AIM OF THE TASK
Copy out the whole listing below word for word, leaving out the pictures.

LISTED RECORDS
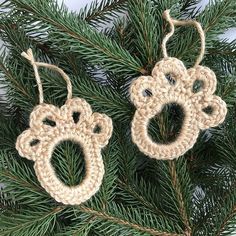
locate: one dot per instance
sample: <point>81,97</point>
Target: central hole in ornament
<point>68,162</point>
<point>165,127</point>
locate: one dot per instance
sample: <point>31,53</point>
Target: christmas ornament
<point>162,92</point>
<point>38,142</point>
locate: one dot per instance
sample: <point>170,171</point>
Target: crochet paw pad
<point>150,93</point>
<point>74,121</point>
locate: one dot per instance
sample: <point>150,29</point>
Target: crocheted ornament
<point>38,142</point>
<point>180,92</point>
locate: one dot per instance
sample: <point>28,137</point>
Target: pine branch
<point>146,30</point>
<point>126,223</point>
<point>180,198</point>
<point>67,31</point>
<point>100,12</point>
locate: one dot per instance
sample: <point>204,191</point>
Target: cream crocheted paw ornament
<point>39,141</point>
<point>181,92</point>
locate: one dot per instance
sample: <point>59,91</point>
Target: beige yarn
<point>38,142</point>
<point>181,92</point>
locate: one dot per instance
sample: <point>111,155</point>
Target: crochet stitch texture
<point>181,92</point>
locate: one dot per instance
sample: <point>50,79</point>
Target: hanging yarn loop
<point>29,56</point>
<point>172,83</point>
<point>173,22</point>
<point>50,125</point>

TASK RESPONSE
locate: one dot per instance
sample: <point>81,97</point>
Target: central hole in ornament
<point>68,162</point>
<point>165,127</point>
locate: one dot per instance
sample: <point>31,53</point>
Target: christmas ornament
<point>162,92</point>
<point>38,142</point>
locate: one dot per instance
sample: <point>170,171</point>
Target: crochet paw pad
<point>150,93</point>
<point>74,121</point>
locate: one dot per instance
sample: <point>150,29</point>
Target: crocheted ornament
<point>38,142</point>
<point>180,92</point>
locate: one dot per instance
sample: <point>28,137</point>
Target: pine branch
<point>146,30</point>
<point>126,223</point>
<point>180,198</point>
<point>67,31</point>
<point>100,12</point>
locate: one dot per instance
sample: <point>204,191</point>
Target: cream crocheted paw ornament
<point>39,141</point>
<point>181,92</point>
locate: one dot per instance
sample: <point>59,91</point>
Target: beige yarn
<point>38,142</point>
<point>181,92</point>
locate: one dot per instance
sample: <point>111,155</point>
Target: crochet stitch texture
<point>181,92</point>
locate: one dot per instance
sample: <point>50,79</point>
Target: hanging yarn loop
<point>29,56</point>
<point>172,83</point>
<point>173,22</point>
<point>50,125</point>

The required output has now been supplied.